#### OBJECTIVE
Express these lines as a two-column CSV with the headers "line" and "answer", one row per line, putting each line's text and its answer in a single quoted field with line breaks replaced by spaces. Include every line, and omit the pictures.

Point annotation records:
____
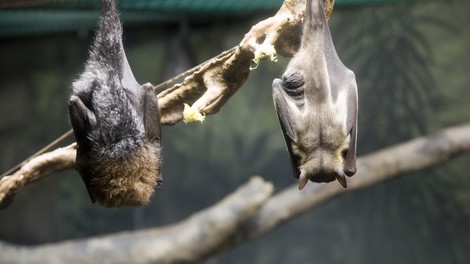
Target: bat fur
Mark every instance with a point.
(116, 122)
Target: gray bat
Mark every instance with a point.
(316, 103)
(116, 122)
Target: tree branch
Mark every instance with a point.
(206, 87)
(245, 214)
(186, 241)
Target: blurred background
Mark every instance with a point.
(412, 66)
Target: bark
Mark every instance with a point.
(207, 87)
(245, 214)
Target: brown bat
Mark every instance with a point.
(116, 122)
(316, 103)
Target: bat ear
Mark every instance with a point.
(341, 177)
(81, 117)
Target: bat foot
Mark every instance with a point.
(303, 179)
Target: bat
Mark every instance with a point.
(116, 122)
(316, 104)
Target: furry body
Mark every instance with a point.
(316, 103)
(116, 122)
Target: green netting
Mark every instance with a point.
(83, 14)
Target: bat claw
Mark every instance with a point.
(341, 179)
____
#### FINISHED EXERCISE
line,answer
"Target: bat fur Mark every instance with a point.","(116, 122)"
"Target: gray bat Mark every instance with a point.","(316, 103) (116, 122)"
"Target: tree branch Mark every instance with a point.","(206, 87) (245, 214) (186, 241)"
"Target: blurred background Mark every instance with a point.","(412, 66)"
"Target: bark Mark every instance with a point.","(207, 87) (245, 214)"
"Target: brown bat Mark every instance with a point.","(116, 122) (316, 103)"
"Target: bat ear Mark every instance with a point.","(341, 177) (81, 117)"
"Target: bat foot Mark every instance with a point.","(303, 179)"
"Target: bat Mark every instance with a point.","(116, 122) (316, 104)"
"Target: furry body Mark every instance with a point.","(316, 103) (116, 122)"
"Target: green netting Mark every instance with a point.","(83, 14)"
"Target: bat claw Mark every instance with a point.","(341, 179)"